| Goal |
Images must not appear in your copy; reproduce every other part of the records exactly.

(Dataset excerpt)
+++++

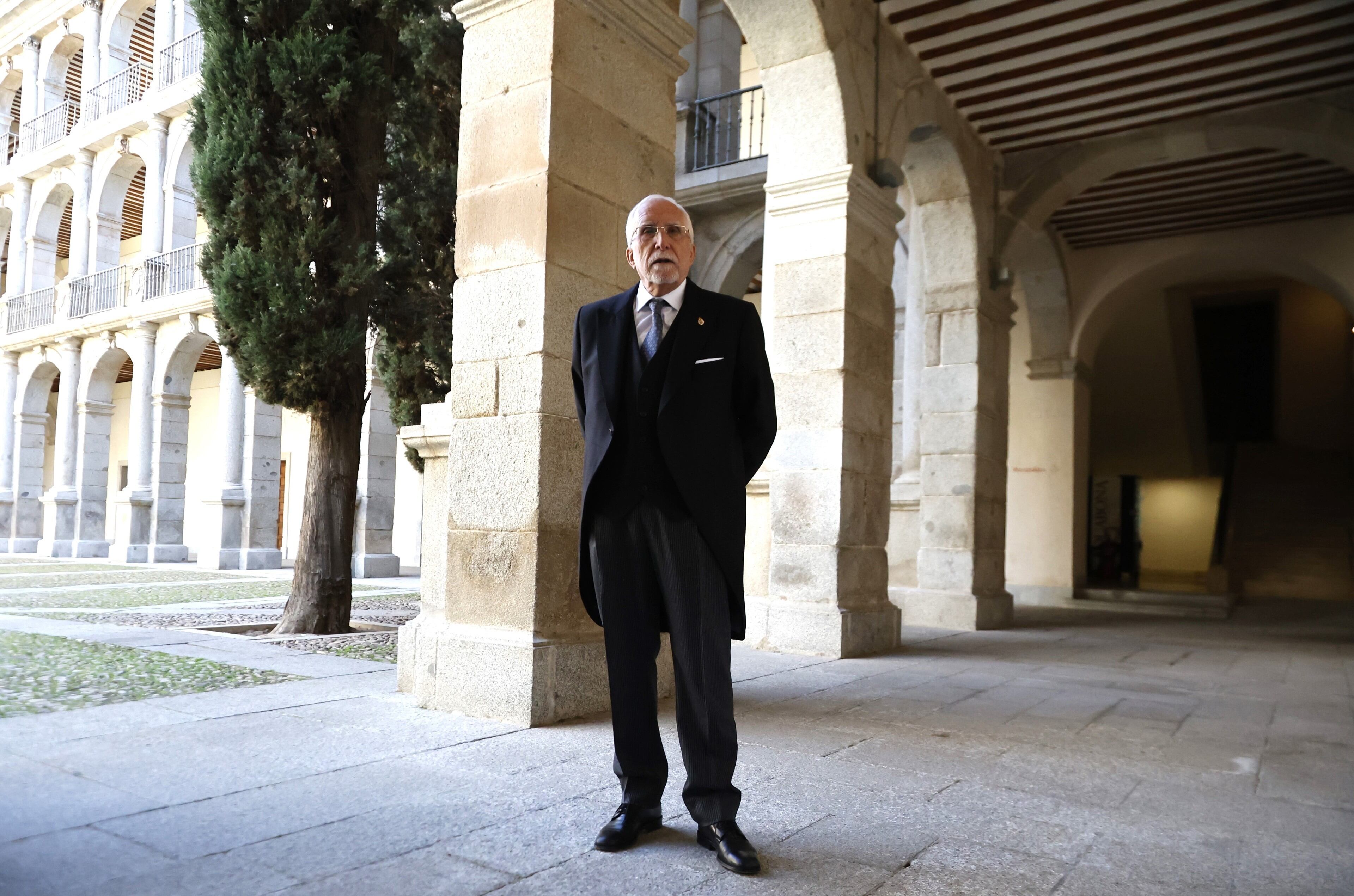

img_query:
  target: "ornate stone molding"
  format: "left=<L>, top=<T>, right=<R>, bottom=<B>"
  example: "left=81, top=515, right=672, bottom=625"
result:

+++++

| Problem solution |
img_query:
  target: "ornate stone molding"
  format: "left=<L>, top=<T>, right=<R>, bottom=<B>"
  example: "left=81, top=515, right=672, bottom=625"
result:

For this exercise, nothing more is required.